To the average ear, the Fed’s new policies might sound too nuanced to have much of an effect.

As former Federal Reserve chair Janet Yellen said on Aug. 27:

“It seems like a pretty subtle shift to most normal human beings. But most of the Fed’s history has revolved around keeping inflation under control.”

New policies mean the Federal Reserve’s target interest rate could stay the same or move lower even as the economy begins to improve.

“This really does reflect a decisive recognition that we’re in a very different environment,” Yellen says.

Markets and investors were quick to pick up on the meaning behind Powell’s statement. They recognized it as a very significant change.

That’s because it means the fed funds rate (the target interest rate) will likely stay the same (near zero) even if inflation rises over the 2% mark or the employment market runs hot.

But the Fed doesn’t set mortgage rates, right?

Every time the Federal Reserve announces a change in its interest rates, loan officers and mortgage brokers are bombarded with calls from borrowers asking what that means for their mortgage rates.

The standard reply is, “Nothing. The Fed doesn’t determine mortgage rates.”

And they’re quite right. Changes to the Fed Funds rate directly affect a whole lot of loan products, but not mortgages (except for existing adjustable-rate mortgages (ARMs)).

How mortgage rates are determined

Mortgage rates are determined by supply and demand in a ‘secondary market,’ where mortgage-backed securities (bundles of mortgage interest) are traded. And, normally, the Fed gets no say in that market.

The Fed has had a bigger impact on mortgage rates recently, because it’s been buying mortgage-backed securities itself. But that’s a temporary intervention and a distraction from normal principles.

However, Federal Reserve policy changes do affect the overall mood of the market. And that can have an indirect effect on mortgage rates.

What the Fed’s change means for mortgage rates

Within a couple of days of Powell’s speech, at least one lender was advertising, “Fed stimulus cuts mortgage rates — Fed stimulus pushes mortgage rates to insane lows.”

It’s not clear whether that referred directly to the latest announcement, or to the organization’s earlier actions.

But it reflects a general feeling that the latest news out of the Fed is good for mortgage and refinance rates.

Those in the process of buying or refinancing should not wait to lock a rate. Mortgage rates are already near record lows and not expected to drop much further.

### Recorded information

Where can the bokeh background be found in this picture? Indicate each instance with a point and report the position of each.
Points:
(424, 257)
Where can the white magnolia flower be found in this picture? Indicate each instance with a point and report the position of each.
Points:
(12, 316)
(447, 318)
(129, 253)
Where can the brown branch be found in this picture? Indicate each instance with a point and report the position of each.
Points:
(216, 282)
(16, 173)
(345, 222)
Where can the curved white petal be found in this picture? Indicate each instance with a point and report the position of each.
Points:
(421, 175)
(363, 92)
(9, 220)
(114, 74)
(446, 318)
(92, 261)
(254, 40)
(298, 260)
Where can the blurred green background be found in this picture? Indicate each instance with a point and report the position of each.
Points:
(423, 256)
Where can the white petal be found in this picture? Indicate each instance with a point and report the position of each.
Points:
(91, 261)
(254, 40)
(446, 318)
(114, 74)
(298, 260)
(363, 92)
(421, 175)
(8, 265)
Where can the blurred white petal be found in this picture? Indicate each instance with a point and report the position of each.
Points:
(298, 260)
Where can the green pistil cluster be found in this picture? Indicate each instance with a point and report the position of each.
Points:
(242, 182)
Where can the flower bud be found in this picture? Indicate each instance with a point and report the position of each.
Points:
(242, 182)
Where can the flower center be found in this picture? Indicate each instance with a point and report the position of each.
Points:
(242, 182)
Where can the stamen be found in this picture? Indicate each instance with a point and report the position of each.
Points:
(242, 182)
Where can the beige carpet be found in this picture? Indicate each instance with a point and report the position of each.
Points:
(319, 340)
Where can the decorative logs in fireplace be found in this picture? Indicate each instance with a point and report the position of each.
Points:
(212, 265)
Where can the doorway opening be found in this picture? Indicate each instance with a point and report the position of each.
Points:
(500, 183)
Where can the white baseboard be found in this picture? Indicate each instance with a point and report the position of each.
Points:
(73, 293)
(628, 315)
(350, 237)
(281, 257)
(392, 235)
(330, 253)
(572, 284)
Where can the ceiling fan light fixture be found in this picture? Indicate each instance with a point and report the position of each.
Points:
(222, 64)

### What you need to do
**1.** In the passage on the Fed and mortgage rates, what determines mortgage rates?
**2.** Extend the passage on the Fed and mortgage rates, starting after its final sentence.
The material above comes from a different source than the passage on the Fed and mortgage rates.

### Set of answers
**1.** Supply and demand in a secondary market where mortgage-backed securities are traded.

**2.**
However, it does not mean that those who are in the process of buying or refinancing should wait for rates to fall before they lock.

Average mortgage rates have only inched down since Powell’s speech. And they’re already near record lows — so borrowers shouldn’t expect drastically lower rates thanks to the Fed’s action.

Rather, Powell’s announcement should be seen as good news for those who want to buy or refinance in the future, because rates are likely to stay at or near their current levels for quite some time.

Long-term dangers

And there are those who fear the long-term consequences for mortgage rates.

Writing for Mortgage News Daily, industry guru Matthew Graham warns of the dangers of the Fed taking its eye off the inflation ball: “High inflation is bad for low rates. It also connotes a higher comparative level of economic activity and employment. Those things are also not good for rates.”

And he’s right. The last thing investors want is to be stuck with a load of fixed-rate, low-yield, mortgage-backed securities during a time of high inflation. They inevitably lose money.

Lower mortgage rates still the likely outcome

But, for now, those investors have a lot more to be worried about than possible future inflation. And few expect either inflation or employment to reach worrying levels for years.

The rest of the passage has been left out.